In 1957, after regaining control of the Strip, Egypt took some measures to relieve the situation, which included improving the seaport of *Gaza and encouraging exports. Although this had a positive effect for some Palestinians, it did not bring about fundamental structural change, and "national output" from the Strip did not significantly increase; in the last full year of Egyptian control over the Strip, per capita gnp stood at only us$80 (about 1,500 nis in 2005 prices).
From Direct Control to Disengagement: Israel and the Gaza Strip
At the end of the Six-Day War in June 1967, Israel seemed very determined to hold on to the Strip. Prime Minister Levi *Eshkol declared that "Israel intends to keep the former part of Jerusalem and the Gaza Strip" and his defense minister, Moshe *Dayan, declared that "the Gaza Strip is Israel's and steps will be taken to make it part of this country." Even so, a full annexation did not follow these declarations. Although small settlements of Israeli Jews were established in the Gaza Strip, it was only in stages that the notion of annexation was replaced by that of separation.

---+---

[Job] According to the passage on the Gaza Strip, what was per capita GNP in the last full year of Egyptian control over the Strip?

[Point annotation entries]
---+---

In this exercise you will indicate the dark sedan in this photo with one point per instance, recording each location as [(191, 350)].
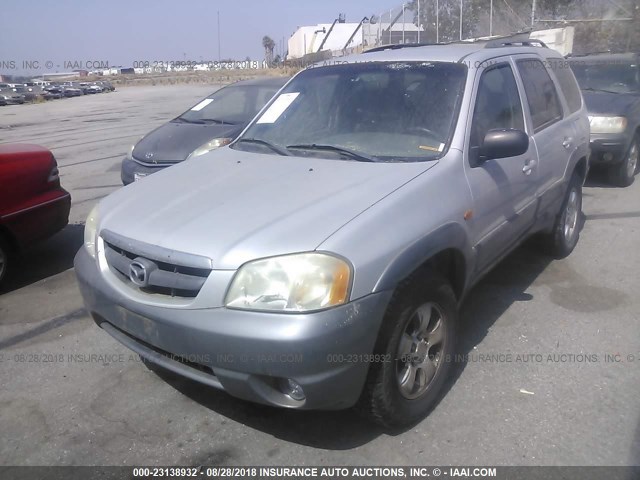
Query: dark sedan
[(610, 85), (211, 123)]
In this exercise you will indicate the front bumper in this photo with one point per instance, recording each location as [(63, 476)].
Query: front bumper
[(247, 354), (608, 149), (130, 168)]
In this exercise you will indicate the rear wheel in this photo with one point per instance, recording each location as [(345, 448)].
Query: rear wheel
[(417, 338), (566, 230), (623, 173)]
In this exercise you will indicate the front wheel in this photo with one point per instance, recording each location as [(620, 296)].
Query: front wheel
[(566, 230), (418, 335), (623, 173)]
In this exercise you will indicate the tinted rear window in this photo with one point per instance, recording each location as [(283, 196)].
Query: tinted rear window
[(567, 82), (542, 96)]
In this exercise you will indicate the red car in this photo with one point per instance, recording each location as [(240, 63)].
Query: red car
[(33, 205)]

---+---

[Final result] US$80, about 1,500 NIS in 2005 prices.